A cidade de Lisboa pelo seu historial que vai beber bem longe na Roda do Tempo a sua aura de terra marinheira que albergou no seu seio Heróis e Santos, desde sempre despertou nos seus naturais, ou que o não fossem - o encanto que merecem ter as cidades imperiais que, embora hoje, no caso de Lisboa, esteja decaído o velho Império de que ela foi capital - continua a suscitar na alma dos homens que têm a graça de ser artistas, o fascínio que se abriga, quer seja nos bairros antigos que nasceram à flor das águas do rio Tejo, como nos que, pela sua expansão, constituem hoje, a cerca urbanística moderna que lhe dão o ar das grandes metrópoles.



QUADRAS ALFACINHAS

Lisboa à tarde, revela
como a luz lhe doira a fronte.
Quando o sol morre na Estrela
ardem vidraças no Monte.

A bandeira de Lisboa
do seu Santo traz a marca.
Negra das penas dos Corvos, .
branca da vela da barca.

Cabem no Tejo, por arte
do seu seio largo e fundo,
corações de toda a parte
e esquadras de todo o Mundo.

Caia o Carmo e a Trindade,
não se abala a minha fé.
Sou mais firme na vontade
do que os terraços da Sé.

Entra a barra, olha a cidade,
tanta luz a pôs em festa
que ninguém viu claridade
que se compare com esta.

........

● **COMPLETE O SEGUINTE**:
1 > No texto sobre Lisboa, onde ardem vidraças quando o sol morre na Estrela?
2 > Reescreva o trecho do texto sobre Lisboa de "A cidade de" a "das grandes metrópoles.", substituindo "metrópoles" por "capitais".
3 > Dê continuidade ao texto sobre Lisboa a partir do ponto em que ele termina.
A listagem é um material separado, sem ligação com o texto sobre Lisboa.

● **DADOS FORNECIDOS**:

........

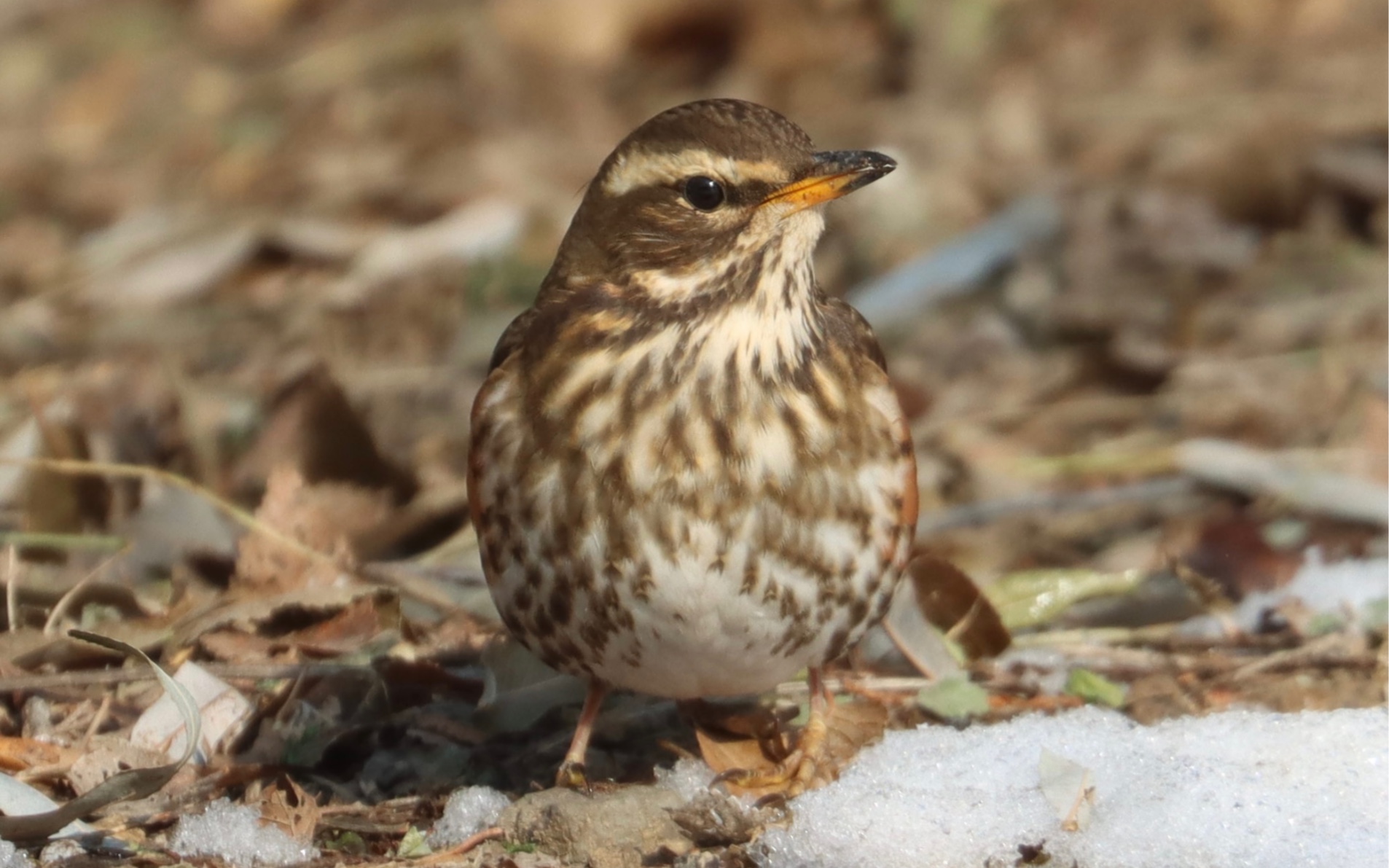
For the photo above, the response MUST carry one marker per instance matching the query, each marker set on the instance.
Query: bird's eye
(703, 192)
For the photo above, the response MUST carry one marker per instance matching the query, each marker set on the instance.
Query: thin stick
(460, 849)
(246, 671)
(60, 609)
(138, 471)
(1055, 501)
(12, 588)
(66, 542)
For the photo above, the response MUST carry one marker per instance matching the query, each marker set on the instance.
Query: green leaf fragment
(955, 699)
(1095, 688)
(1034, 598)
(413, 845)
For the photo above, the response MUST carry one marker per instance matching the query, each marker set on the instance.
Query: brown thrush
(689, 474)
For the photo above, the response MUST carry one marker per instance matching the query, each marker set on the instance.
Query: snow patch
(1218, 792)
(235, 834)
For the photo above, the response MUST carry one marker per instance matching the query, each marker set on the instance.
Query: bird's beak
(834, 174)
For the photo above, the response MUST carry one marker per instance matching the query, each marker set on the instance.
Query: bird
(688, 472)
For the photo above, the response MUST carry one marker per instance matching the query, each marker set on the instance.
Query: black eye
(705, 193)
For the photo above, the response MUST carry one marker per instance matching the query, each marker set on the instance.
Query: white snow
(688, 777)
(470, 810)
(1232, 789)
(235, 834)
(1324, 588)
(13, 857)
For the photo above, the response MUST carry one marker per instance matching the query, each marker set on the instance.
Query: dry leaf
(852, 725)
(1070, 789)
(953, 603)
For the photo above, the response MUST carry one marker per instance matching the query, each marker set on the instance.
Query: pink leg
(571, 771)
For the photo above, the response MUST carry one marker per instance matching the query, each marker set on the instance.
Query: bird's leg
(797, 773)
(573, 774)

........

● **RESPOSTAS DAS TAREFAS**:
1 > No Monte.

2 >
A cidade de Lisboa pelo seu historial que vai beber bem longe na Roda do Tempo a sua aura de terra marinheira que albergou no seu seio Heróis e Santos, desde sempre despertou nos seus naturais, ou que o não fossem - o encanto que merecem ter as cidades imperiais que, embora hoje, no caso de Lisboa, esteja decaído o velho Império de que ela foi capital - continua a suscitar na alma dos homens que têm a graça de ser artistas, o fascínio que se abriga, quer seja nos bairros antigos que nasceram à flor das águas do rio Tejo, como nos que, pela sua expansão, constituem hoje, a cerca urbanística moderna que lhe dão o ar das grandes capitais.

3 >
Lisboa, solar roqueiro
erguido à beira do rio !
Que átrio tão nobre - o Terreiro.
Que linda sala - o Rossio.

Nunca convenci Sereias,
por mais blandícias que forje.
São mais duras que as ameias
do Castelo de S. Jorge.

Ah ! se Lisboa soubesse
este amor que me flagela,
não deixava que eu morresse
a não ser nos braços dela.

Lisboa, pátria de tantos;
nela nasceu D. Diniz.
Foi mãe de poetas e santos,
berço  do Mestre de A vis.

Se da barra  sopra o vento
faz o Tejo estardalhaço,
e vem ralhar, rabugento,
contra o Terreiro do Paço.

Lisboa sonha aos serões,
trabalha os dias cansados,
deita-se com os pregões,
acorda com os mercados.

Vista de Almada, a cidade
retrata-se em corpo inteiro ...
Só vista de longe cabe
nos olhos do forasteiro.

Marchas de Lisboa espantam,
mas não por ser novidade.
Os pardais bailam e cantam
todo o ano na cidade.

Saia que Lisboa veste
tem o Mar por bordadura,
cobre-a um manto azul celeste
e o corpete é de verdura.

Formosas Tágides minhas,
se eu fosse um dia hortelão
só semeava alfacinhas
dentro do meu coração.

Nasce o sol no Mar da Palha,
beija o Tejo e, de contente,
logo toda a luz espalha
nas torres de S. Vicente.

Faz anos Lisboa. Vá
que é uma idade bem linda!
Conta oito séculos já
e não tem rugas ainda.

Bandeira de Afonso! O amor
e a Fé, tornaram-na em luz.
Até o Céu deu a cor
para traçar uma Cruz.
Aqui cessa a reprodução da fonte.